** Problem details **
Can you copy, word for word, the lines of the material below, starting with the line that contains "Question: For every instance of the olive" and going on through the line that contains "100), (313, 64)]"?

Point annotation dataset records:
··········

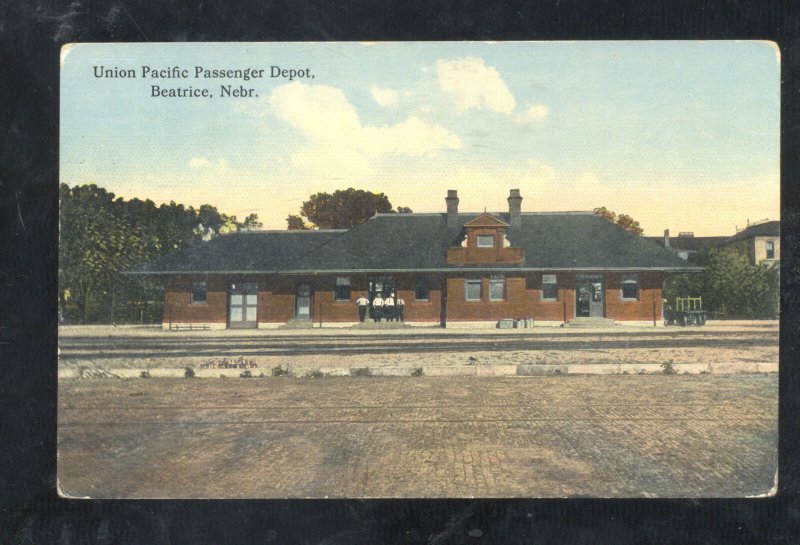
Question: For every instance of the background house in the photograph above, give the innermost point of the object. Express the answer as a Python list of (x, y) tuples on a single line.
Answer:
[(760, 242), (450, 268)]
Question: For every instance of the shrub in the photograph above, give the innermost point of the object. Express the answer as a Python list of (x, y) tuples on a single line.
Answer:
[(279, 371), (668, 368)]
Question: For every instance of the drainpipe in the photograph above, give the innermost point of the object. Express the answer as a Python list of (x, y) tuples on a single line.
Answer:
[(654, 307)]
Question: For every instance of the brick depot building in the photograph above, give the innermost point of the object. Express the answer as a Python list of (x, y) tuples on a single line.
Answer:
[(452, 269)]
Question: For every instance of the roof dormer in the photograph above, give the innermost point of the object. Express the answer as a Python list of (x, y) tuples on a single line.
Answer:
[(484, 243)]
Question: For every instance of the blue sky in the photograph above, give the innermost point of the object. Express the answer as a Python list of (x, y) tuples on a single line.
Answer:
[(681, 135)]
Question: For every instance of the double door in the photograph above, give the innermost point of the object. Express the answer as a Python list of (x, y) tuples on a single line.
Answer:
[(589, 296)]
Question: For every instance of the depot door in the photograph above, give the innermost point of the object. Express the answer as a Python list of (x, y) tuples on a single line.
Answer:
[(589, 296), (243, 306), (302, 302)]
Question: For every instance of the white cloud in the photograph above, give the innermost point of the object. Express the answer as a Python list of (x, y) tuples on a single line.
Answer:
[(202, 162), (531, 115), (199, 162), (387, 98), (474, 85), (338, 142)]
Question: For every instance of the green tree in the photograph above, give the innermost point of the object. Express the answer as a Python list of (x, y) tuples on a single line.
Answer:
[(251, 223), (296, 223), (623, 220), (101, 235), (343, 209), (731, 287)]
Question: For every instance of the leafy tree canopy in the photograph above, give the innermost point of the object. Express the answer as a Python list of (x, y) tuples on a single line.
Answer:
[(342, 209), (101, 235), (623, 220), (731, 287)]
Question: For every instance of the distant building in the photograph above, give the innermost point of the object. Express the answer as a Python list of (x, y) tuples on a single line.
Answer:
[(450, 268), (760, 242)]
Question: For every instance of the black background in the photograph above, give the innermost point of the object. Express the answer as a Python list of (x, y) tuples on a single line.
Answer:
[(31, 512)]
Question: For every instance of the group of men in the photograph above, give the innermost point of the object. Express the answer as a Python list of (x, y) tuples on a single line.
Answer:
[(387, 308)]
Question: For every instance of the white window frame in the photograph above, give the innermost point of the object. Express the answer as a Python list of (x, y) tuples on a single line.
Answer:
[(191, 293), (628, 278), (554, 282), (478, 239), (342, 281), (494, 280), (769, 246), (473, 281)]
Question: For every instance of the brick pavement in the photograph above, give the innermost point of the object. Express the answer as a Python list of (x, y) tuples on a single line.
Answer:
[(608, 436)]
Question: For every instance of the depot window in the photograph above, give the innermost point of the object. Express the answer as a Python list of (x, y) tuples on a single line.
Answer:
[(630, 287), (198, 293), (473, 289), (485, 241), (422, 290), (342, 288), (497, 288), (549, 287), (770, 250)]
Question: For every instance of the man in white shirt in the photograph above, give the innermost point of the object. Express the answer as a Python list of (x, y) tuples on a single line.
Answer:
[(362, 303), (377, 308), (388, 308)]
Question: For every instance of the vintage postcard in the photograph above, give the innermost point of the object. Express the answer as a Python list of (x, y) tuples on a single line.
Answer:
[(421, 269)]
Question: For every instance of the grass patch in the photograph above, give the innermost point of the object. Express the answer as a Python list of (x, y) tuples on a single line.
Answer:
[(667, 368), (279, 371)]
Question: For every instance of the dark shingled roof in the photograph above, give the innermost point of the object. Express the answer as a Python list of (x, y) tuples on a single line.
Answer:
[(264, 251), (561, 240), (417, 242), (691, 244), (765, 229)]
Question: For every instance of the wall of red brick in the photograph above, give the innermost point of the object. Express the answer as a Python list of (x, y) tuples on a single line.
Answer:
[(523, 299), (178, 307), (648, 304)]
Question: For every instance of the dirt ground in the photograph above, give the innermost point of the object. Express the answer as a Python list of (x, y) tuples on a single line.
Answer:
[(301, 351), (565, 436)]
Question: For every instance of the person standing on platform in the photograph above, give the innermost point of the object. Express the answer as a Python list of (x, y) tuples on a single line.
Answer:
[(388, 307), (377, 308), (363, 304), (400, 308)]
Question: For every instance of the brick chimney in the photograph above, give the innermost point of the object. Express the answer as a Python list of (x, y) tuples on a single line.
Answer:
[(452, 208), (515, 208)]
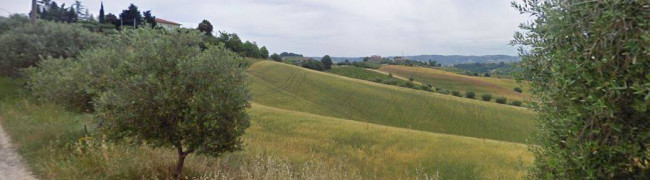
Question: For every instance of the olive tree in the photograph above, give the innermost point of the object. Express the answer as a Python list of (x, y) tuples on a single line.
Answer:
[(168, 92), (588, 63)]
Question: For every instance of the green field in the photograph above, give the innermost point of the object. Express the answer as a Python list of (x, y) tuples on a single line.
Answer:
[(361, 73), (463, 83), (305, 125), (298, 89)]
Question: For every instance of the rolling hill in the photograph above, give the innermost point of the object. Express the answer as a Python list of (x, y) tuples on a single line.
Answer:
[(452, 81), (298, 89)]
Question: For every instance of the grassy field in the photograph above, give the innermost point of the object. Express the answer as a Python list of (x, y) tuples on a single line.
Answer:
[(280, 144), (452, 81), (361, 73), (298, 89)]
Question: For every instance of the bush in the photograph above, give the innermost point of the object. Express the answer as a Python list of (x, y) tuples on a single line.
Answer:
[(409, 84), (165, 82), (24, 46), (486, 97), (456, 93), (470, 94), (588, 67), (501, 100), (313, 64)]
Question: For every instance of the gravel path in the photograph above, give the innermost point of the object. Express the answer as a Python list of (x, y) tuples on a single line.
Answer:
[(11, 165)]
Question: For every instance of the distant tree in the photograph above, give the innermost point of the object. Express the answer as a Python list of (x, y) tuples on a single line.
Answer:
[(470, 94), (502, 100), (313, 64), (456, 93), (102, 17), (327, 62), (276, 57), (206, 27), (486, 97), (131, 16), (112, 19), (264, 53), (149, 19)]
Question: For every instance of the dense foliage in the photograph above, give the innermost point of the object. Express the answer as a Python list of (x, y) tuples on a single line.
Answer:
[(24, 45), (588, 65)]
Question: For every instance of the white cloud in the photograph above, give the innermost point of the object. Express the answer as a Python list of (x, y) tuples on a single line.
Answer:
[(343, 27)]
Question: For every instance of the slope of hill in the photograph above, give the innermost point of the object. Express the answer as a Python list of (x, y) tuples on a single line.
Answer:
[(382, 152), (293, 88), (57, 147), (444, 59), (452, 81)]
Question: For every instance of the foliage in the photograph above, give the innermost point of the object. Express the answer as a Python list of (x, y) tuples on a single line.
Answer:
[(25, 45), (588, 62), (191, 100), (149, 19), (502, 100), (206, 27), (327, 62), (102, 16), (276, 57), (456, 93), (131, 14), (264, 53), (51, 11), (516, 103), (313, 64), (470, 94), (486, 97)]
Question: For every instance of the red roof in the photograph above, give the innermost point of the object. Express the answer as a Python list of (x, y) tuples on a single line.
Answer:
[(158, 20)]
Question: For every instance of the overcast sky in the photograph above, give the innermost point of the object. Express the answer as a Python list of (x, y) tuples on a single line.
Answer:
[(340, 27)]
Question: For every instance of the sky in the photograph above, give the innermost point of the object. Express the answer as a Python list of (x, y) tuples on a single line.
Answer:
[(342, 28)]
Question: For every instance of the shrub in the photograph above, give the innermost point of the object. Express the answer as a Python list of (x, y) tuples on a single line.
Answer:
[(470, 94), (501, 100), (25, 45), (588, 67), (409, 84), (313, 64), (177, 91), (486, 97), (456, 93)]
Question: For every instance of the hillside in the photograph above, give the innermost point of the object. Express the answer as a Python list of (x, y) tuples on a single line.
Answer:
[(444, 59), (298, 89), (452, 81), (382, 152)]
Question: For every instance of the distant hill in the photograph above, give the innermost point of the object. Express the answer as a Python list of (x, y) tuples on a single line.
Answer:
[(445, 60)]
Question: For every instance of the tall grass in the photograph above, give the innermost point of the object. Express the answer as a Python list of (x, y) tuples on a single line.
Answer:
[(298, 89), (463, 83), (280, 144)]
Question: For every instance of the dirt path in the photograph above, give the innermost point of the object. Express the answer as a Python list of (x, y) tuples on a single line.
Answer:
[(11, 165)]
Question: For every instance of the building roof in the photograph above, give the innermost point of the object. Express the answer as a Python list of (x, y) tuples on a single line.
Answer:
[(158, 20)]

··········

** Result below **
Question: For every instance of the olive tree in the photograph above, give the innermost point of the object. Express the answer as a Python list of (x, y) tuples on a single line.
Answer:
[(168, 92), (588, 63)]
Question: For every instance of the green field in the photograph above, give the innermost point of the object. Express the answer as a Python list of (x, y) tuples on a single line.
Answer:
[(361, 73), (463, 83), (305, 125), (298, 89)]
Question: For every instance of the rolling hill in the photograph above, give the innermost point of the object. Express the answer as a Python list of (x, y) tuples on a single line.
Answer:
[(452, 81), (298, 89)]
Question: For every instance of the grassy field in the photograph above, give the innermost point of the object. Express the answer as a Python list of (x, y) tuples on a single line.
Answer:
[(280, 144), (452, 81), (361, 73), (298, 89)]
Question: For every instance of the bush in the photograph above, give the innermost point of the object. Express the answer as a Python list of (x, y) tuples on a single line.
Answer:
[(409, 84), (165, 82), (24, 46), (486, 97), (456, 93), (470, 94), (588, 67), (501, 100), (313, 64)]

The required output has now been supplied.